RECORDS TO PROCESS: Begin
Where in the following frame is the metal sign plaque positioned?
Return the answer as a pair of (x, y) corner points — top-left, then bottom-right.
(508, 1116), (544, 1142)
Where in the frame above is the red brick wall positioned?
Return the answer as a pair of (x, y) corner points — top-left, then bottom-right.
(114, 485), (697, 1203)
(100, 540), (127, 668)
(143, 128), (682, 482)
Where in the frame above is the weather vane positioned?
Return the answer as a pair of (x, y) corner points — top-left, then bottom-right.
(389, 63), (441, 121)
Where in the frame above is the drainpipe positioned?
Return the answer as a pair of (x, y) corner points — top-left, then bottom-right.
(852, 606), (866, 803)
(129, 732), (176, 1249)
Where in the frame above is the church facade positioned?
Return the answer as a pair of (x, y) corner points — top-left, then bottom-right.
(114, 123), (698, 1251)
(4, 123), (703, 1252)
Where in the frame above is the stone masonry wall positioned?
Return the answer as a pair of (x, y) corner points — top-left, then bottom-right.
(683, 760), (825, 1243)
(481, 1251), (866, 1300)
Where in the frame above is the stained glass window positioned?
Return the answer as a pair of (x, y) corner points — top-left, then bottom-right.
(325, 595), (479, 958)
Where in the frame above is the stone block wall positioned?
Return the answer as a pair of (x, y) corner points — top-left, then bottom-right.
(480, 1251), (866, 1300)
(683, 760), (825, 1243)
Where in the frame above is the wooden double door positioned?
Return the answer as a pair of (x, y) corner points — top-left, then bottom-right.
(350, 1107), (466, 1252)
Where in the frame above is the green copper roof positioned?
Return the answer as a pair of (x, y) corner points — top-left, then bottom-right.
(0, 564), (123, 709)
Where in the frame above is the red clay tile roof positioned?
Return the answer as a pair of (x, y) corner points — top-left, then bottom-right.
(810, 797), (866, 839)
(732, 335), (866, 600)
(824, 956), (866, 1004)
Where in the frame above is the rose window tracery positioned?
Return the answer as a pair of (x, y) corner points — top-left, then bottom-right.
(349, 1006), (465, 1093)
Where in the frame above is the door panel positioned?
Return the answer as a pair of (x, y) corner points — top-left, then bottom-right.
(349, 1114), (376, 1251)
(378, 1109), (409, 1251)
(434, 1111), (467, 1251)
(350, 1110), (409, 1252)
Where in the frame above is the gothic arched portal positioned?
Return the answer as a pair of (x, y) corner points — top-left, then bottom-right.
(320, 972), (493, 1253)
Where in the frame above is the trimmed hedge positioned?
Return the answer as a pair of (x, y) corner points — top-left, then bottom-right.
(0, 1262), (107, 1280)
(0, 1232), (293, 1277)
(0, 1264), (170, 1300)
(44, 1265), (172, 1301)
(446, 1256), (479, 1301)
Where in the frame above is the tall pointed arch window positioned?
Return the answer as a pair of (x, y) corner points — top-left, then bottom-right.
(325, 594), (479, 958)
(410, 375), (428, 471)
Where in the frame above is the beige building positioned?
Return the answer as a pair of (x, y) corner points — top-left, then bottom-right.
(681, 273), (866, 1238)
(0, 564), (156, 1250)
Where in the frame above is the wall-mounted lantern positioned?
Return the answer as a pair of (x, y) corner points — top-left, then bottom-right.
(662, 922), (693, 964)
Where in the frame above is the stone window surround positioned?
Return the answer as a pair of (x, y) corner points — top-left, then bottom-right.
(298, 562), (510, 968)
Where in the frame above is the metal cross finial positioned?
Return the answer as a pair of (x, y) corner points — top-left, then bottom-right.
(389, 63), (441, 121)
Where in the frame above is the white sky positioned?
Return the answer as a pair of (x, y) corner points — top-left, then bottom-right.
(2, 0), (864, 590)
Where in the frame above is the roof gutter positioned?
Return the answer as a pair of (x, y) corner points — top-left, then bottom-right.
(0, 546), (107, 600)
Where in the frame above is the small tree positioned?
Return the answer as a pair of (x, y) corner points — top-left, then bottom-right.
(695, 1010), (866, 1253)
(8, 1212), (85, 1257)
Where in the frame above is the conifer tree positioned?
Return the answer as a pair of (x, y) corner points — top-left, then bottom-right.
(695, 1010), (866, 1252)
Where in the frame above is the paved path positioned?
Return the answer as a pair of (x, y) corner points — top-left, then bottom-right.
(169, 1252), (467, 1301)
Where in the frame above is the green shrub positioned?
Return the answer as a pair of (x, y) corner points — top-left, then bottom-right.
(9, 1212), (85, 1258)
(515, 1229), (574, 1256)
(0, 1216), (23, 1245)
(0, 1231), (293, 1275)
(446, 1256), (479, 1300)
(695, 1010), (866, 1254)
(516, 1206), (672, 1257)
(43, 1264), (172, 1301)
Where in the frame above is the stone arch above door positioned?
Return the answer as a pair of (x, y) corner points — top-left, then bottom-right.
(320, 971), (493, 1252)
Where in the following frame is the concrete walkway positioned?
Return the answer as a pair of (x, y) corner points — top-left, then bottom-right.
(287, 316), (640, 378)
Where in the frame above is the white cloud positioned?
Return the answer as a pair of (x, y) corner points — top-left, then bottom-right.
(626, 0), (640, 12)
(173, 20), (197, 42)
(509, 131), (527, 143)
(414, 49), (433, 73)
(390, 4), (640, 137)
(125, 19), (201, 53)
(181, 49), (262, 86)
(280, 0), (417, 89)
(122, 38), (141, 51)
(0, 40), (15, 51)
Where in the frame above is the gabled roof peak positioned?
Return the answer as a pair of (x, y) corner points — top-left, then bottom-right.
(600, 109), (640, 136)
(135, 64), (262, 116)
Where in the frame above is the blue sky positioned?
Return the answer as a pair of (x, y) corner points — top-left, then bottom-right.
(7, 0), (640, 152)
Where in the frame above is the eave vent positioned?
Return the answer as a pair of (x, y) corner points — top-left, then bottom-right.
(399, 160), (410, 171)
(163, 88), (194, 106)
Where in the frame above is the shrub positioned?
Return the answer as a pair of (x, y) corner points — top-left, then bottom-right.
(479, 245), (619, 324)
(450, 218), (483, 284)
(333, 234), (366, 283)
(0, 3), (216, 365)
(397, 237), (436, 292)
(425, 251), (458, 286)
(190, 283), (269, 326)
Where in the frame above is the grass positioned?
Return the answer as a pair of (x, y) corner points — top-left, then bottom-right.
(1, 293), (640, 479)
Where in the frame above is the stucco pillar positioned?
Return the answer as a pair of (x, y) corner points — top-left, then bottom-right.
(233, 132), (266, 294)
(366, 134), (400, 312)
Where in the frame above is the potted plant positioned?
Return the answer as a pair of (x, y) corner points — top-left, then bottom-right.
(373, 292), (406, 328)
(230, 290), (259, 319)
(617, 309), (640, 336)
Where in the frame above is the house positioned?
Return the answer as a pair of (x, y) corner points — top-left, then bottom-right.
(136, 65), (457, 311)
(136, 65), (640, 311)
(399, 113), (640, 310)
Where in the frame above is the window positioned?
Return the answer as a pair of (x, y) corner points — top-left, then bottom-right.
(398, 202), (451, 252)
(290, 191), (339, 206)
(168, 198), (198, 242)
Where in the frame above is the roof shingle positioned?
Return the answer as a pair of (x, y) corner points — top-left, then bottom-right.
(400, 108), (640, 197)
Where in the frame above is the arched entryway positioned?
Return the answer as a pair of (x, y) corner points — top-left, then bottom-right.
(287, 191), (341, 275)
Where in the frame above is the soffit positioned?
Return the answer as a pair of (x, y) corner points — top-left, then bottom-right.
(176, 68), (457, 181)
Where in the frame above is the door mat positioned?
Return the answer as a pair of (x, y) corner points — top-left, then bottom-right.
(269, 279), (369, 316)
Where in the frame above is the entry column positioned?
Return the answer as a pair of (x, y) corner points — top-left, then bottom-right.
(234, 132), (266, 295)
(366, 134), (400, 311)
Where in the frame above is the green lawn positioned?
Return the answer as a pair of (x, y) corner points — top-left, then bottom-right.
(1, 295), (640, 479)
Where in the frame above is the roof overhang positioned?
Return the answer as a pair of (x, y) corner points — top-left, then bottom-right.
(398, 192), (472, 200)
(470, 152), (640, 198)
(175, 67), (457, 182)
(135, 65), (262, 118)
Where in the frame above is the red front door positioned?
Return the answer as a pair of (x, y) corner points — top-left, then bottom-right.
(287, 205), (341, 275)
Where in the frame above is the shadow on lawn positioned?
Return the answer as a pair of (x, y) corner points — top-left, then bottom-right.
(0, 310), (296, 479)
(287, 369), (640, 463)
RECORDS TO PROCESS: End
● **TASK DETAILS**
Transcribe, exactly and without additions, the lines of the records above, beginning with the line that contains "Where in the frame above is the stone block" and ending with the line that contains "Where in the frame above is the door panel", both included.

● **EXERCISE OUTPUT**
Where in the frame above is the stone block wall positioned?
Return the answer as a pair of (x, y) corner points — top-left, then bottom-right.
(480, 1251), (866, 1300)
(683, 760), (825, 1243)
Where in the frame above is the wooden double door positioned?
Return the answer as a pair of (x, y) corner points — top-left, then bottom-right.
(350, 1107), (466, 1252)
Where in the frame above is the green copper roof positioned?
Return the answer as a pair of (x, y) corner points — top-left, then bottom-right.
(0, 564), (123, 709)
Where in the frame above is the red clay tile roof positioned?
Return the answer as a pair of (x, y) corner points — top-left, then bottom-right.
(810, 797), (866, 839)
(732, 335), (866, 600)
(824, 956), (866, 1004)
Where in the frame above is the rose window tracery positioned?
Return the answer as a pair of (x, y) corner points — top-left, then bottom-right.
(349, 1006), (465, 1093)
Where in the frame above is the door panel positioned?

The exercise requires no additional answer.